(Task requirements):
a: Rewrite the paragraph of the article on listed buildings in Upton that begins "Upton is a civil parish" as a short bulleted list, keeping its main facts.
b: According to the article on listed buildings in Upton, how many of the parish's listed buildings are at Grade II*?
c: For each statement, say whether it agrees with the article on listed buildings in Upton. Answer yes or no and quote the words that decide it.
(i) The former workhouse is listed together with its infirmary.
(ii) Grade I is the lowest of the three grades.
(iii) The former workhouse lies to the west of the parish.

= Listed buildings in Upton, Newark and Sherwood =

Upton is a civil parish in the Newark and Sherwood district of Nottinghamshire, England. The parish contains 24 listed buildings in the National Heritage List for England. One is listed at Grade I, the highest of the three grades, two are at Grade II*, and the others are at Grade II, the lowest grade. The parish contains the village of Upton and the surrounding countryside. To the east of the parish is a former workhouse, which is listed together with its infirmary. The other listed buildings are in the village, and consist of a church, headstones in the churchyard, a former country house and its gateway, smaller houses, cottages, farmhouses, and associated structures, a public house and a telephone kiosk.

(Rows):

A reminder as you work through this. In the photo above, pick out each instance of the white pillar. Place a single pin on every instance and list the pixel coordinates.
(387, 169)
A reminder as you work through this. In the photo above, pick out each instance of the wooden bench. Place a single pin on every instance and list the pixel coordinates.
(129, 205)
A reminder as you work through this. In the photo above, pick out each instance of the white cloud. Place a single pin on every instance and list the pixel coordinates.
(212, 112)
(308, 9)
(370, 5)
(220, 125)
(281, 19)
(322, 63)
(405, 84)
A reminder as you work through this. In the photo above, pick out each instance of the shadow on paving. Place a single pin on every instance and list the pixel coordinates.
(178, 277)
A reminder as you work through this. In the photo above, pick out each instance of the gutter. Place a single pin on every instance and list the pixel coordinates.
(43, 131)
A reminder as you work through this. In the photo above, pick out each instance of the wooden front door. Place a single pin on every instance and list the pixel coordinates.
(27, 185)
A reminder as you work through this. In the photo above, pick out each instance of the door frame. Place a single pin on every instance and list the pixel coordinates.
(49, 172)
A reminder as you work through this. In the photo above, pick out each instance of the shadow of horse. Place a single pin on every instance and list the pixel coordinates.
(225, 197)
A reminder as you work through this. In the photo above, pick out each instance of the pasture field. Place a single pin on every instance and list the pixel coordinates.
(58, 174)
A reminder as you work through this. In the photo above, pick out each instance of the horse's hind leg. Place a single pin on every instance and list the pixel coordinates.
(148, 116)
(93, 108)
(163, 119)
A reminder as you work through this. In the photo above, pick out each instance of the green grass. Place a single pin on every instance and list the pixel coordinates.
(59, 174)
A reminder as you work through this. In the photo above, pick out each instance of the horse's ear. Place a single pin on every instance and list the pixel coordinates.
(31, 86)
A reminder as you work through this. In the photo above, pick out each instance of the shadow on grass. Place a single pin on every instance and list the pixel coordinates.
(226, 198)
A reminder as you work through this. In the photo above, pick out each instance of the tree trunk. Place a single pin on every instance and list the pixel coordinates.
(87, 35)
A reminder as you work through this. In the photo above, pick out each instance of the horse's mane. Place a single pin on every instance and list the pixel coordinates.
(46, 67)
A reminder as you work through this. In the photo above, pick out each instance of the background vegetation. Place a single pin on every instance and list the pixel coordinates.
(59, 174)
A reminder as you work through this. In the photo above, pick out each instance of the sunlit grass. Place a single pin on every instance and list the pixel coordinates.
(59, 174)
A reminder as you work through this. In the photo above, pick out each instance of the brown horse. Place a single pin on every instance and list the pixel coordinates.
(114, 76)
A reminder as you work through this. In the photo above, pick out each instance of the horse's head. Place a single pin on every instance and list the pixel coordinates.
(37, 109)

(Worked solutions):
a:
- Upton is a civil parish in the Newark and Sherwood district of Nottinghamshire, England.
- It has 24 listed buildings in the National Heritage List for England: one at Grade I (the highest grade), two at Grade II*, and the rest at Grade II (the lowest grade).
- The parish covers the village of Upton and the countryside around it.
- A former workhouse to the east of the parish is listed together with its infirmary.
- The other listed buildings are in the village: a church, churchyard headstones, a former country house and its gateway, smaller houses, cottages, farmhouses and related structures, a public house, and a telephone kiosk.

b: Two.

c:
(i) Yes: "a former workhouse, which is listed together with its infirmary"
(ii) No: "Grade I, the highest of the three grades"
(iii) No: "To the east of the parish is a former workhouse"